### What is being asked:
Rewrite the stored items from the line with "I need to verify whether the green awning" to the line with "156, 164, 181]]", replacing "dark suv" with "dark SUV" and leaving everything else unchanged.

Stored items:
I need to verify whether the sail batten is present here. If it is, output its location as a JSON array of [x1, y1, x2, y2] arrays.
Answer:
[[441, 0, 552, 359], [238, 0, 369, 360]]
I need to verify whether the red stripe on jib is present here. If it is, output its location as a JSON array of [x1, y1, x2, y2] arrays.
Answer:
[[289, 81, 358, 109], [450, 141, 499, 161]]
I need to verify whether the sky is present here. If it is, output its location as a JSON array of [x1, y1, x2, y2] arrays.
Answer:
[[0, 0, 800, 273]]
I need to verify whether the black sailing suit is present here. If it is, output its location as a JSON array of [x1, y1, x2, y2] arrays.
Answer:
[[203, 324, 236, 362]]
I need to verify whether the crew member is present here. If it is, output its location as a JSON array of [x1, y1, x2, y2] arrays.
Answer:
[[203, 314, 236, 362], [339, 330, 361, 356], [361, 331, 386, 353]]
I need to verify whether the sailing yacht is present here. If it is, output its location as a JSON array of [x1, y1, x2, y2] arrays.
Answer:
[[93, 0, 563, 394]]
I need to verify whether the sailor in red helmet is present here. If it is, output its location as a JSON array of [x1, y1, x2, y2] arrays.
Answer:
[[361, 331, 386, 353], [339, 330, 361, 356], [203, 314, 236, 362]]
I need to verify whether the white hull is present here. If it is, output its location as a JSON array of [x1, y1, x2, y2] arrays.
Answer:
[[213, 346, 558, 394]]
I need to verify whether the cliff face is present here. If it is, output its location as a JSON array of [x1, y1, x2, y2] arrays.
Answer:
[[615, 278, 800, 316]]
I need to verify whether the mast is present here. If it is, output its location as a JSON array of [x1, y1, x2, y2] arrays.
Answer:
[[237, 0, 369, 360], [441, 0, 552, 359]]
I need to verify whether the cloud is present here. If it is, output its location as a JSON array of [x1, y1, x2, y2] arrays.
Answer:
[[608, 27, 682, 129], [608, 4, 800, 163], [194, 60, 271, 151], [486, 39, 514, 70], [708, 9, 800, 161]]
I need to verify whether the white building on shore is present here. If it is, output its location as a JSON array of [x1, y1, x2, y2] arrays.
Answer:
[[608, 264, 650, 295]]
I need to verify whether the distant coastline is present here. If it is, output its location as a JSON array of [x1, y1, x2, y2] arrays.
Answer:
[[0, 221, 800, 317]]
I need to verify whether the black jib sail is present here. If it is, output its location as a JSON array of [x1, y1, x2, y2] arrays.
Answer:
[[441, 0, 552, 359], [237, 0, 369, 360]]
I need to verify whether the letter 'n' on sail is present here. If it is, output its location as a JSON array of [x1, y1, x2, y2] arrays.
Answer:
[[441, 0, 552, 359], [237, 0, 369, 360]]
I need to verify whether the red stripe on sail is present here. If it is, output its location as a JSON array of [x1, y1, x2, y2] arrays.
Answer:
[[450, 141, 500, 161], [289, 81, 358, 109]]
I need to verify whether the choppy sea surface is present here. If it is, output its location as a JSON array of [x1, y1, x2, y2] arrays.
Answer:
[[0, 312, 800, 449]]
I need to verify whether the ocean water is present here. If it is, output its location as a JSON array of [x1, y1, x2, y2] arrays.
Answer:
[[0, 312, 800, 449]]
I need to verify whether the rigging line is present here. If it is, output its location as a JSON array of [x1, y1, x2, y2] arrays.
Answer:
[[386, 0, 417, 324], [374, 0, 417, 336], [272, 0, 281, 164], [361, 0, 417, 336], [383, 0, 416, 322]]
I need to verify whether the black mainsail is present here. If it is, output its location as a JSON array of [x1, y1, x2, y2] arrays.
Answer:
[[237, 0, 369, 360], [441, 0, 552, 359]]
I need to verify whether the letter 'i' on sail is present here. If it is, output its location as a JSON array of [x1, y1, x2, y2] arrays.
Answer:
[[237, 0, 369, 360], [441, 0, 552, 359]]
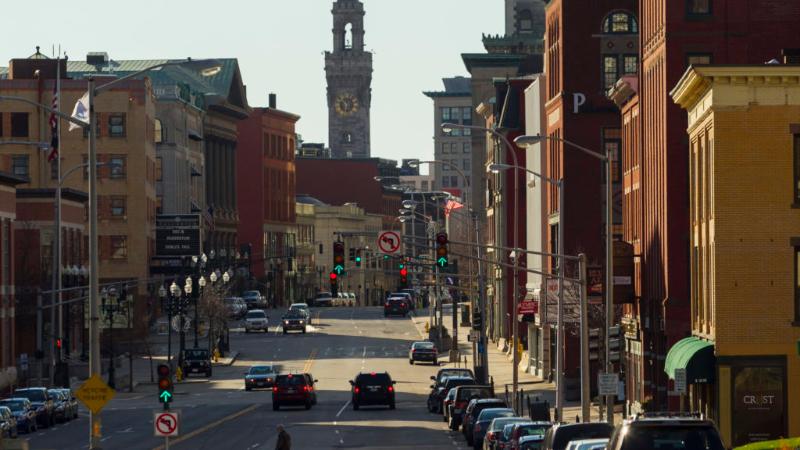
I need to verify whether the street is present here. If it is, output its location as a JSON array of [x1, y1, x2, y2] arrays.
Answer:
[[23, 308, 463, 450]]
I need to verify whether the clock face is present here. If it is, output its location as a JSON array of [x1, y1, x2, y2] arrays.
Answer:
[[335, 93, 358, 116]]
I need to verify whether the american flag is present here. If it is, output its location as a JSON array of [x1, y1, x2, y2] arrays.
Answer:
[[47, 80, 58, 162]]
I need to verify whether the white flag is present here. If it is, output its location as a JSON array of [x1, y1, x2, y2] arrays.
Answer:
[[69, 92, 89, 131]]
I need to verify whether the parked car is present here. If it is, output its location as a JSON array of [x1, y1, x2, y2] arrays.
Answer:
[[311, 292, 333, 307], [508, 421, 553, 450], [242, 291, 268, 309], [461, 398, 508, 445], [408, 341, 439, 366], [567, 438, 608, 450], [383, 297, 408, 317], [350, 372, 395, 410], [0, 406, 19, 439], [0, 397, 39, 433], [606, 413, 725, 450], [181, 348, 211, 378], [542, 422, 616, 450], [14, 387, 55, 428], [447, 384, 494, 431], [244, 364, 278, 391], [272, 373, 317, 411], [483, 417, 530, 450], [244, 309, 269, 333]]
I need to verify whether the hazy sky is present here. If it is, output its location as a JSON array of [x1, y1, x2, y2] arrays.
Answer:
[[0, 0, 504, 170]]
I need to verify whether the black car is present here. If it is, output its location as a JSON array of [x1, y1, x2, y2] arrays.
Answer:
[[272, 373, 317, 411], [350, 372, 395, 410], [281, 310, 308, 334], [0, 397, 39, 433], [408, 341, 439, 366], [542, 422, 616, 450], [244, 365, 278, 391], [383, 298, 408, 317], [14, 387, 56, 428], [428, 376, 476, 413], [181, 348, 211, 378]]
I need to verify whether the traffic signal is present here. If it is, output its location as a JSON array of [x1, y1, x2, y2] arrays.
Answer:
[[330, 272, 339, 297], [333, 242, 344, 275], [158, 364, 173, 409], [436, 233, 448, 269]]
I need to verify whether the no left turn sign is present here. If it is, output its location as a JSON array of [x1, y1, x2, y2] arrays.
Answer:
[[153, 411, 178, 437], [378, 231, 400, 255]]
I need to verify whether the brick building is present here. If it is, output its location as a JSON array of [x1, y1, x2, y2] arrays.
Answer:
[[236, 94, 300, 306], [543, 0, 638, 400], [626, 0, 800, 412]]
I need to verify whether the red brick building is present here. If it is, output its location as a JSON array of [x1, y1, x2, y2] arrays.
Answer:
[[236, 95, 300, 305], [625, 0, 800, 412], [544, 0, 638, 400]]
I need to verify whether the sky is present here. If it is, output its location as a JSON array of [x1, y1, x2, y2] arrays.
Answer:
[[0, 0, 504, 171]]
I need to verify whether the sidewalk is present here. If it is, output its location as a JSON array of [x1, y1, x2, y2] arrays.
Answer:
[[411, 305, 622, 423]]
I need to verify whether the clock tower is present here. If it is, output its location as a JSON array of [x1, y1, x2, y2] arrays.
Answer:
[[325, 0, 372, 158]]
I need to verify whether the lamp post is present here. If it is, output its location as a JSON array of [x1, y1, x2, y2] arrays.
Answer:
[[442, 123, 520, 411], [514, 135, 614, 424]]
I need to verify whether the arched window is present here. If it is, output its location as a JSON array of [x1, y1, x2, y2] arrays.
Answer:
[[344, 23, 353, 50], [154, 119, 164, 144], [603, 11, 639, 34], [517, 9, 533, 33]]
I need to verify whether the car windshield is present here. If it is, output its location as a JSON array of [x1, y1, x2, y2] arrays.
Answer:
[[620, 426, 723, 450], [14, 389, 47, 402], [249, 366, 275, 375], [186, 350, 208, 359]]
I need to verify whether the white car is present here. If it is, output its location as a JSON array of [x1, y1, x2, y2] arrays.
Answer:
[[244, 309, 269, 333]]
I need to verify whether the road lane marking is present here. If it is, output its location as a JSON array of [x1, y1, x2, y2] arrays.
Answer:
[[153, 405, 259, 450], [336, 400, 350, 418]]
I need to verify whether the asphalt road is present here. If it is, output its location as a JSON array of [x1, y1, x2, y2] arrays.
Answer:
[[21, 308, 465, 450]]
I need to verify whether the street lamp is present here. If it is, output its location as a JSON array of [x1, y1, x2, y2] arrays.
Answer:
[[514, 135, 614, 424], [442, 122, 520, 411]]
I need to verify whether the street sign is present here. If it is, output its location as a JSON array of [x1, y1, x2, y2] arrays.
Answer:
[[597, 372, 619, 395], [75, 374, 116, 414], [156, 214, 202, 256], [378, 231, 401, 255], [153, 410, 180, 437], [517, 300, 539, 314], [675, 369, 686, 394]]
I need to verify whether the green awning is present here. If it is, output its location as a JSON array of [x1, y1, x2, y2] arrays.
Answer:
[[664, 336, 716, 384]]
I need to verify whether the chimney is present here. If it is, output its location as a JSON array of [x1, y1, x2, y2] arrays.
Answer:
[[781, 48, 800, 64]]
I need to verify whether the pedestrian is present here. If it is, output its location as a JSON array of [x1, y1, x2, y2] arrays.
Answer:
[[275, 425, 292, 450]]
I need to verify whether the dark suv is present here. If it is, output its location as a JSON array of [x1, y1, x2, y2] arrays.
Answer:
[[606, 413, 725, 450], [181, 348, 211, 378], [272, 373, 317, 411], [350, 372, 395, 410]]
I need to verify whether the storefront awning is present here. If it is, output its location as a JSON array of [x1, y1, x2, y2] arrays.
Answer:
[[664, 336, 716, 384]]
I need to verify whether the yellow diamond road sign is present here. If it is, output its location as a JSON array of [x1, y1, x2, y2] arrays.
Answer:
[[75, 374, 116, 414]]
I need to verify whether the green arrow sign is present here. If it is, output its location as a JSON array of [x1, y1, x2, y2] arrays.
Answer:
[[158, 391, 172, 403]]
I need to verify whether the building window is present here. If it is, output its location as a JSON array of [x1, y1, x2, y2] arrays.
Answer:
[[111, 197, 125, 217], [108, 114, 125, 137], [686, 0, 711, 16], [11, 155, 30, 178], [603, 55, 619, 89], [154, 119, 164, 144], [686, 53, 711, 67], [603, 11, 638, 34], [622, 55, 639, 75], [109, 156, 126, 178], [110, 236, 128, 259], [11, 113, 28, 137], [156, 156, 164, 181]]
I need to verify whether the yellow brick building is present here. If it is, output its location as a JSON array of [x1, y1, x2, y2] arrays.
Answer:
[[665, 64, 800, 447]]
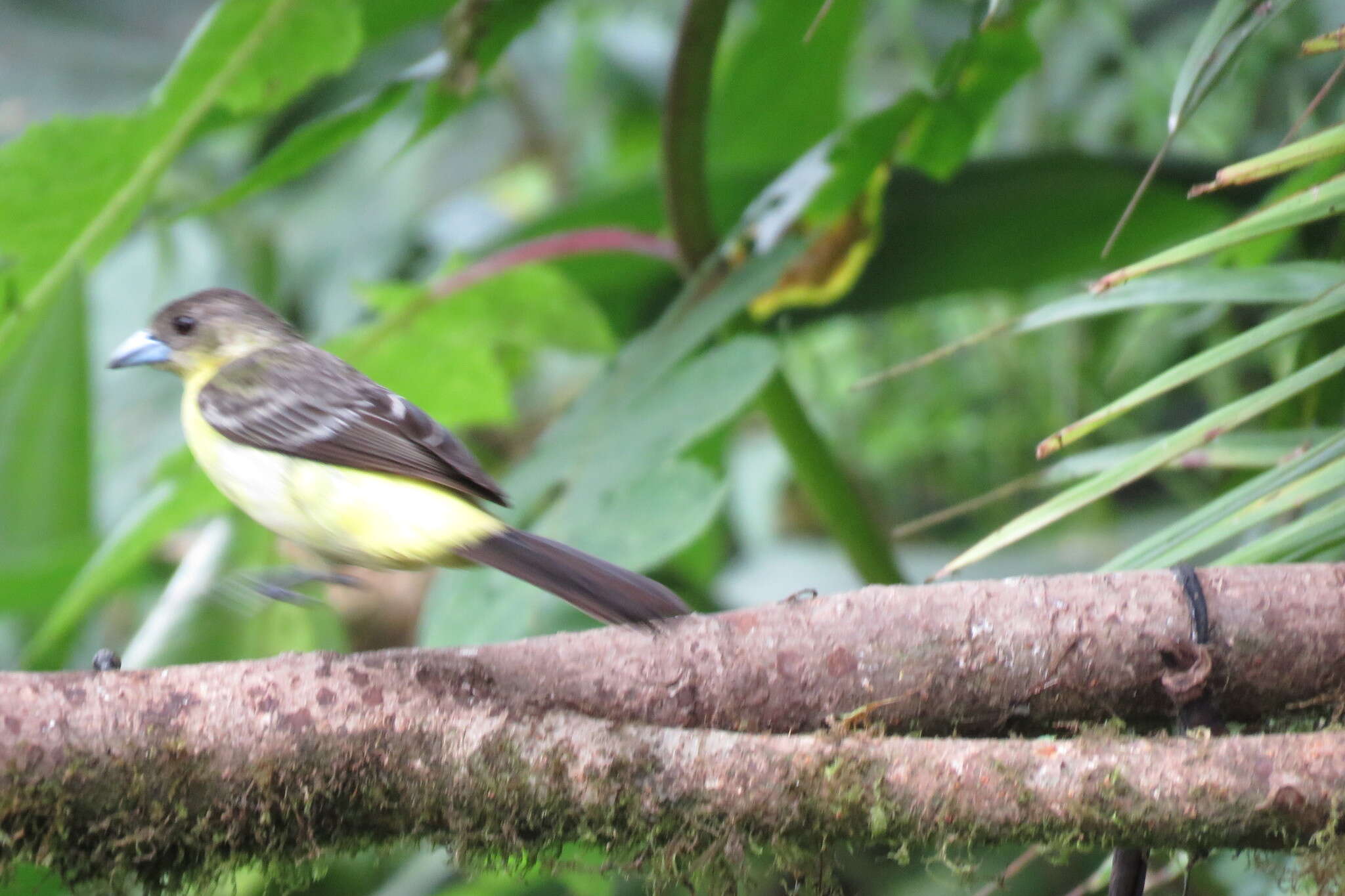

### Task answer:
I need to verify whether the green awning is present here. If it is, output its location as a JSON array of [x1, y1, x2, y2] arrays.
Answer:
[[664, 336, 716, 384]]
I need to verify whether the chimney is present here. If it is, output its location as a JSON array of [x1, y1, x2, y2] arrays.
Answer:
[[781, 48, 800, 64]]
I need to verify whether the pedestrian is present here. If it is, output its location as a JSON array of [x1, y1, x2, y2] arrays.
Answer:
[[275, 425, 292, 450]]
I need to verify whether the dark SUV is present here. If it is, output its location as a JSON array of [x1, y1, x2, y2] arrays.
Answer:
[[606, 413, 725, 450], [181, 348, 211, 378], [272, 373, 317, 411], [350, 372, 395, 410]]
I need to verify whether the storefront awning is present here. If it is, output its location as a JSON array of [x1, y1, x2, y2] arrays.
Answer:
[[664, 336, 716, 384]]
I need to verify whether the yellow diamond road sign is present here. If it is, output its location as a JSON array of [x1, y1, x2, y2] arrays.
Answer:
[[75, 374, 116, 414]]
I need to verify whether the green arrow sign is present here. If it is, output its location as a JSON array of [x1, y1, x2, y2] arrays.
Answer:
[[158, 391, 172, 403]]
I need to verify whether the building window is present here. If it is, output its location as a JSON array of [x1, y1, x2, y2] arrays.
Answer:
[[111, 197, 125, 217], [108, 114, 125, 137], [686, 0, 711, 16], [11, 155, 30, 178], [603, 55, 619, 89], [154, 119, 164, 144], [686, 53, 711, 67], [603, 11, 638, 34], [622, 55, 639, 75], [109, 156, 126, 178], [110, 236, 128, 259], [11, 113, 28, 137], [156, 156, 164, 181]]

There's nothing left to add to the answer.